### Work order
Below are records that contain pictures; transcribe the text exactly and omit the pictures.

======== Record extracts

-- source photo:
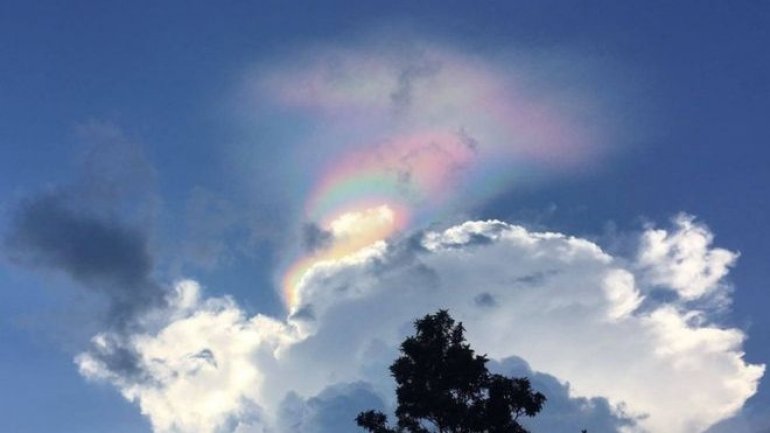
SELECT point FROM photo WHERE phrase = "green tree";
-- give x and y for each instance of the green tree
(444, 387)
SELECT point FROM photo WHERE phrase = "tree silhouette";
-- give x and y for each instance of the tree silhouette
(444, 387)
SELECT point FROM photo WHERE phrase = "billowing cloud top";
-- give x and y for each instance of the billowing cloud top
(561, 303)
(422, 129)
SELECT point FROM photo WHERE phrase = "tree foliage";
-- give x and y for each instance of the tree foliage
(444, 387)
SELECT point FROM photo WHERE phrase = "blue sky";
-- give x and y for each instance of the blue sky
(152, 101)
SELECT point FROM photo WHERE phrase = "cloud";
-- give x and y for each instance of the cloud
(95, 228)
(563, 304)
(683, 260)
(102, 254)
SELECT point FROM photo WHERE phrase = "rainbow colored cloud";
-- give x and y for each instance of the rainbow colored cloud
(419, 130)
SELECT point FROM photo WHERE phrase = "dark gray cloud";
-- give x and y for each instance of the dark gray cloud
(331, 411)
(103, 254)
(315, 238)
(96, 228)
(562, 413)
(485, 300)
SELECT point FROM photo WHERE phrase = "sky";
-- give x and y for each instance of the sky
(225, 217)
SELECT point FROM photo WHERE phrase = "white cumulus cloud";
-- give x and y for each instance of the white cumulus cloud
(561, 303)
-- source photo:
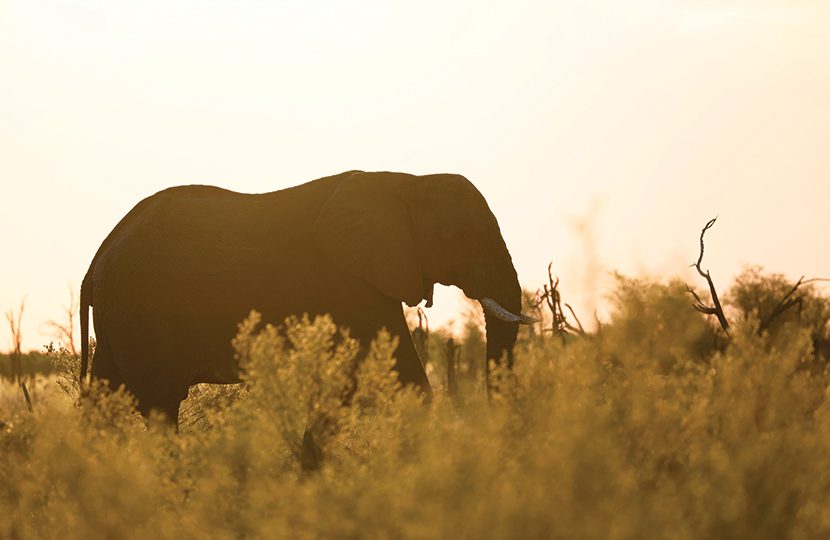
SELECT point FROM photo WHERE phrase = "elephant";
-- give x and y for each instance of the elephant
(172, 280)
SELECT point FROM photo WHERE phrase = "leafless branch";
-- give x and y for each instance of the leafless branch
(16, 356)
(65, 332)
(716, 309)
(549, 295)
(16, 331)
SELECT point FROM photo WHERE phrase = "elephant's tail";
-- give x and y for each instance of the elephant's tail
(85, 303)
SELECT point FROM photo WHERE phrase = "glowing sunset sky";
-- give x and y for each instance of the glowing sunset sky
(604, 134)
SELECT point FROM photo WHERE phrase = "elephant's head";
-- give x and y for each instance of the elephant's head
(404, 233)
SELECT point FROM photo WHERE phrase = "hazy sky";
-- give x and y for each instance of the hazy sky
(603, 133)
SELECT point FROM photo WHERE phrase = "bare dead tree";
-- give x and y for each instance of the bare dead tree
(550, 296)
(16, 356)
(716, 309)
(65, 332)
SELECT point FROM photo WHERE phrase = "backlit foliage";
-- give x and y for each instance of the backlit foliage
(655, 426)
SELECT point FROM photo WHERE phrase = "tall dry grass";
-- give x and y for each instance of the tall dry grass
(654, 427)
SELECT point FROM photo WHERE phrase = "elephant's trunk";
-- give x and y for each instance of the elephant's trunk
(501, 331)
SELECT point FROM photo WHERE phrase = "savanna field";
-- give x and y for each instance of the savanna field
(656, 424)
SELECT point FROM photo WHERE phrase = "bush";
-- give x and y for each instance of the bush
(645, 429)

================

### Answer to this problem
-- source photo:
SELECT point FROM photo WHERE phrase = "green tree";
-- give x and y for each instance of the green tree
(444, 387)
SELECT point FROM photo WHERE phrase = "tree silhouette";
-- give x and y for each instance of the tree silhouette
(444, 387)
SELECT point FROM photo WHERE phrase = "billowing cloud top";
-- give x and y for each instance of the billowing cloud top
(561, 303)
(422, 129)
SELECT point FROM photo WHERE phrase = "tree foliage";
-- give x and y for each instance of the tree foliage
(444, 387)
SELECT point FROM photo WHERE phrase = "blue sky";
-- give x and y for each instance of the blue sky
(152, 101)
SELECT point FROM photo WHERE phrase = "cloud";
-- give x and y for each instance of the cloud
(95, 228)
(563, 304)
(683, 260)
(102, 254)
SELECT point FROM photo WHERE phrase = "rainbow colored cloud";
-- give x and y for each instance of the rainbow colored cloud
(419, 130)
SELECT point FROM photo WHERE phrase = "dark gray cloud";
-- give x and y for each instance of the dark gray cloud
(331, 411)
(103, 254)
(315, 238)
(96, 228)
(562, 413)
(485, 300)
SELECT point FROM photo WHERE phrase = "sky";
-- give x and y for each instance of the sky
(225, 217)
SELECT point FROM photo WHERE phrase = "white cumulus cloud";
-- give x and y for each instance of the white cumulus cloud
(561, 303)
-- source photo:
SELECT point FROM photo WHERE phrase = "elephant";
-- give x and y for each instance of the elephant
(172, 280)
SELECT point FROM photo WHERE phrase = "leafless branch";
-- give x and y for each instance of the leafless branch
(16, 356)
(65, 332)
(716, 309)
(549, 295)
(16, 331)
SELECT point FROM photo WHERE phrase = "elephant's tail";
-- give x and y for each instance of the elephant's tail
(85, 303)
SELECT point FROM photo WHERE phrase = "glowing sunset sky";
-- give x and y for each instance of the glowing sunset sky
(604, 134)
SELECT point FROM photo WHERE phrase = "elephant's head";
-- give x and y for each instance of the elephant's head
(404, 233)
SELECT point FROM photo WHERE phrase = "hazy sky";
-- give x and y for each instance of the hazy sky
(603, 133)
SELECT point FROM photo WHERE phrase = "bare dead tree";
-- give x and y for each instance of the bare dead tree
(550, 296)
(16, 356)
(716, 309)
(65, 332)
SELECT point FROM photo WHERE phrase = "backlit foliage";
-- give x and y for each instance of the backlit foliage
(655, 426)
SELECT point FROM photo WHERE phrase = "tall dry grass";
-- give x and y for each instance of the tall dry grass
(654, 427)
SELECT point FROM photo WHERE phrase = "elephant's trunk";
-- give x and y for each instance of the elephant's trunk
(501, 331)
SELECT point FROM photo WHERE phrase = "savanna field";
-- give x and y for each instance of the savanna field
(656, 424)
SELECT point FROM photo WHERE phrase = "bush";
-- give x and y for each instance of the bush
(645, 429)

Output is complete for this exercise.